*Article:*
——————

Leo Armand Paquette ( – January 21, 2019) was an American organic chemist.

Biography
He was born on July 15, 1934 to parents Armand and Clarice with roots in Quebec (great-grandfather Edmund was born in Contrecoeur, Quebec) and he received his B.S. degree from Holy Cross College in 1956 and his Ph.D. in Organic Chemistry from the Massachusetts Institute of Technology in 1959 with Professor Norman Allan Nelson. After serving as a research associate at the Upjohn Company from 1959 to 1963, he joined the faculty of Ohio State University. He was promoted to full professor in 1969 and was named Distinguished University Professor in 1987. Paquette was elected a member of the National Academy of Sciences in 1984, and was the founding editor of the ''Electronic Encyclopedia of Reagents for Organic Synthesis (e-EROS). 
Paquette is perhaps best known for achieving the first total synthesis of the Platonic solid dodecahedrane.

Scientific misconduct

In 1993, an Ohio State University investigation found that Paquette had plagiarized sections from an unfunded NIH grant application, for which he was a reviewer, and included the text in his own NIH grant application. The Office of Research Integrity agreed with the University investigation and "required institutional certification of proper attribution in any future grant proposals" from Paquette and "prohibited him from serving on Public Health Service Advisory Committees, Boards, or review groups" for ten years.

——————

*Set exercise 1:* Format the lines of the listing as a JSON list of strings, one string per line with blank lines omitted, running from the line that contains "For every instance of the brown" through the end of the listing, inclusive.
The biography above has no connection to the listing that follows it.

*Input:*
——————

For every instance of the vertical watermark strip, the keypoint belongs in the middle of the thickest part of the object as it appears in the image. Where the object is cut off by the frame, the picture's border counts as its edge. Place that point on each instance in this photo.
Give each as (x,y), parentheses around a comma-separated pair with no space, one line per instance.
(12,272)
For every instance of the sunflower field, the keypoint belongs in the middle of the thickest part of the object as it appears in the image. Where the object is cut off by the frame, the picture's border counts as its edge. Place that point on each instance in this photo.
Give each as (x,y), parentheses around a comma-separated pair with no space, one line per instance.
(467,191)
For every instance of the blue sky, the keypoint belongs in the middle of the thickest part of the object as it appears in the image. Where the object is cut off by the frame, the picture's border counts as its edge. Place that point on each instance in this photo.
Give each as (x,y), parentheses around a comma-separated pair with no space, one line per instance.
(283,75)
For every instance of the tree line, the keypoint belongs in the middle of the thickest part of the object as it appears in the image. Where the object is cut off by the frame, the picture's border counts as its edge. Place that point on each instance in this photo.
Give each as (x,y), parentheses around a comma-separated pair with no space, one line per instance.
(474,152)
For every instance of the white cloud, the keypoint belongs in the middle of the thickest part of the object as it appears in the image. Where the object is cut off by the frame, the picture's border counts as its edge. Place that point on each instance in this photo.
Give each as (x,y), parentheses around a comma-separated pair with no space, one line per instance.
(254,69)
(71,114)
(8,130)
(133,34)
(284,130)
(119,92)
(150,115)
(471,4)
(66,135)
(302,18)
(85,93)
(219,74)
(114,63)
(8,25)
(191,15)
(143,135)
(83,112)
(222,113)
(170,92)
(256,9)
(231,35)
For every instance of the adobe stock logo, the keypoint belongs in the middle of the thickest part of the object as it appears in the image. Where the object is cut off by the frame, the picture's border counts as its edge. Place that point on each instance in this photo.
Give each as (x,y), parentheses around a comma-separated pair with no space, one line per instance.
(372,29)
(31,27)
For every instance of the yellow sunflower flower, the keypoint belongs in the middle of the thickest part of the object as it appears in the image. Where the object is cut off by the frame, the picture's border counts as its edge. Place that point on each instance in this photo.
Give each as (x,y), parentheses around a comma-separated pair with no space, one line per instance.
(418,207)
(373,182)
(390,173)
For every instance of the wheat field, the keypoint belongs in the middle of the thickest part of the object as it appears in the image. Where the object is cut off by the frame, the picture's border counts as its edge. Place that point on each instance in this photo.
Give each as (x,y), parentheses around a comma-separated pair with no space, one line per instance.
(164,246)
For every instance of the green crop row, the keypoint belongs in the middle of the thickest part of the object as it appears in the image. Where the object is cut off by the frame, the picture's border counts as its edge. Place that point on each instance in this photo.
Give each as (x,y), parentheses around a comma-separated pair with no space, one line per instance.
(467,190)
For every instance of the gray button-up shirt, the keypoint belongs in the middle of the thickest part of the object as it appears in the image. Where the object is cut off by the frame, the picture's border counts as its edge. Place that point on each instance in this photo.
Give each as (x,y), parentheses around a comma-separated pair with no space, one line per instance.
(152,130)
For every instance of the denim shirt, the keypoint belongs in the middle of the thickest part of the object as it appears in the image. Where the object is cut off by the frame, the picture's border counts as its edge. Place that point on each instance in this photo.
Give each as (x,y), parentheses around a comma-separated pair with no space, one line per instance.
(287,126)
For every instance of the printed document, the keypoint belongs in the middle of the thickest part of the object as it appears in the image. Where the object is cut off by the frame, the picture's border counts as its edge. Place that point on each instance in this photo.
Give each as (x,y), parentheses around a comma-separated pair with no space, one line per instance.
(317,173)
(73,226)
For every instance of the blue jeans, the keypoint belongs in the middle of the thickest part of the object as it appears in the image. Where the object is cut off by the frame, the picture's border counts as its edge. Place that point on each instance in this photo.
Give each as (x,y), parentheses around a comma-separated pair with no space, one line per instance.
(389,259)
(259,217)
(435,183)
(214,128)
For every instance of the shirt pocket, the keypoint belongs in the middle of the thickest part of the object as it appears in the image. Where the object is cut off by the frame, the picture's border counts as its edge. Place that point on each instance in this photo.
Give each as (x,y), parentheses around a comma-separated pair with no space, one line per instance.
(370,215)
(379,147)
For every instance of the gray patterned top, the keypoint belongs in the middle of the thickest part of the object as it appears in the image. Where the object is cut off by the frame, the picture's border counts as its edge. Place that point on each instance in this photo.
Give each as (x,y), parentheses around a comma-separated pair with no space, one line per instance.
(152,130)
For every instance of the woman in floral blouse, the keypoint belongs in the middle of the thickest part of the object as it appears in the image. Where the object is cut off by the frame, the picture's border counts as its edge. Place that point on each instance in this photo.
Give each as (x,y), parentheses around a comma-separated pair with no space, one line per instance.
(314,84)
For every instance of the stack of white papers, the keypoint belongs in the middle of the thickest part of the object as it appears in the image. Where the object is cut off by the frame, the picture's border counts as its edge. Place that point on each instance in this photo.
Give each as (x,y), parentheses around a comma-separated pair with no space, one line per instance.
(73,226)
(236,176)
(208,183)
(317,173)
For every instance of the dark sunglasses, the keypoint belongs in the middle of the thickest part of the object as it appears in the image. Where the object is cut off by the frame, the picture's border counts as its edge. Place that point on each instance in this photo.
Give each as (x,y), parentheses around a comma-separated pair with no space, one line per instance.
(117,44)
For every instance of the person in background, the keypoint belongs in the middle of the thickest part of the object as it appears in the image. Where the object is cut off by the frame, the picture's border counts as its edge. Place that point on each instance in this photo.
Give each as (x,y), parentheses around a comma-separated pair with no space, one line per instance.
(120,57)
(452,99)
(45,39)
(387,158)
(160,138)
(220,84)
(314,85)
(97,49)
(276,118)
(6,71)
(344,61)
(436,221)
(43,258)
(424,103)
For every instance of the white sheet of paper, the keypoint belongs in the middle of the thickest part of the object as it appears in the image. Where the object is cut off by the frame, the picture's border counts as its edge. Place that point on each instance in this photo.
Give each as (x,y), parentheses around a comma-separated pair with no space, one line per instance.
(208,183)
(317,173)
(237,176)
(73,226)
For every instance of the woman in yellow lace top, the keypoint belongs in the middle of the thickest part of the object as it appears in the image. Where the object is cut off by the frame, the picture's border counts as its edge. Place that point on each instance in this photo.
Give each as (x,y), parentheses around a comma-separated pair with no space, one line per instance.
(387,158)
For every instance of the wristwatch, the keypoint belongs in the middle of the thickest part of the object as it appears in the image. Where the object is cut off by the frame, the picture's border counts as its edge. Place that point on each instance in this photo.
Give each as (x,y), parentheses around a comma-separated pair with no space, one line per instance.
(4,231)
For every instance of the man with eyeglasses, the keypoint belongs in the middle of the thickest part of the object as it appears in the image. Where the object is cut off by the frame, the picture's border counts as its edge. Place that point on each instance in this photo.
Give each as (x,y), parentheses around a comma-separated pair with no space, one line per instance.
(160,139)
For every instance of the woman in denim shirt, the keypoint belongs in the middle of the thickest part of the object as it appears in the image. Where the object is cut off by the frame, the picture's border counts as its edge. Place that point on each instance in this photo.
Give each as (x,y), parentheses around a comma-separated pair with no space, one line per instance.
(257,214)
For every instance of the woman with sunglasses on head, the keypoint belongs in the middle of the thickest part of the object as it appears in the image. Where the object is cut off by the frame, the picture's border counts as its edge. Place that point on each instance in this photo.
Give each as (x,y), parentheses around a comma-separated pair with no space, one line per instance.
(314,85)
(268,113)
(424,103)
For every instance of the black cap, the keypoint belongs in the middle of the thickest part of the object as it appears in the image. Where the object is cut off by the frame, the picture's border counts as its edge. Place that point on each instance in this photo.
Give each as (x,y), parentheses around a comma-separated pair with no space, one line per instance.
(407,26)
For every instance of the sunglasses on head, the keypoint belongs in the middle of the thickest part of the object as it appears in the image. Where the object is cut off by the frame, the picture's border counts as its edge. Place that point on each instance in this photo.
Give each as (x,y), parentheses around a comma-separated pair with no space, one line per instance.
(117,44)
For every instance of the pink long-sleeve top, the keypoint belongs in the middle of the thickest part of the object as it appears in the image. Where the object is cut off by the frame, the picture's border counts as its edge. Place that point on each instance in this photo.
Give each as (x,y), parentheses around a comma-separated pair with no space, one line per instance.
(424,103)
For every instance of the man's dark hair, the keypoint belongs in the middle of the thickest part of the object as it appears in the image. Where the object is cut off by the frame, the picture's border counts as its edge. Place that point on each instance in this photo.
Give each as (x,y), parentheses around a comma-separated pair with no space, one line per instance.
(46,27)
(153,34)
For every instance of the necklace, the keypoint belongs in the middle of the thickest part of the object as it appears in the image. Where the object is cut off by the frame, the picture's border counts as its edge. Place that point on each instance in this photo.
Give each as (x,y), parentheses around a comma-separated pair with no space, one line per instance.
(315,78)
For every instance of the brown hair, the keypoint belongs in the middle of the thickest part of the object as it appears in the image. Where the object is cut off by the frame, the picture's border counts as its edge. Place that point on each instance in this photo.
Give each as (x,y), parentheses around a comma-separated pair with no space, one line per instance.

——————

*Set exercise 2:* Extract the passage of the biography between "Scientific misconduct" and "for ten years.", inclusive, copying it word for word.

*Solution 1:*
[
  "For every instance of the brown hair, the keypoint belongs in the middle of the thickest part of the object as it appears in the image. Where the object is cut off by the frame, the picture's border counts as its edge. Place that point on each instance in this photo.",
  "Give each as (x,y), parentheses around a comma-separated pair with no space, one line per instance."
]

*Solution 2:*
Scientific misconduct

In 1993, an Ohio State University investigation found that Paquette had plagiarized sections from an unfunded NIH grant application, for which he was a reviewer, and included the text in his own NIH grant application. The Office of Research Integrity agreed with the University investigation and "required institutional certification of proper attribution in any future grant proposals" from Paquette and "prohibited him from serving on Public Health Service Advisory Committees, Boards, or review groups" for ten years.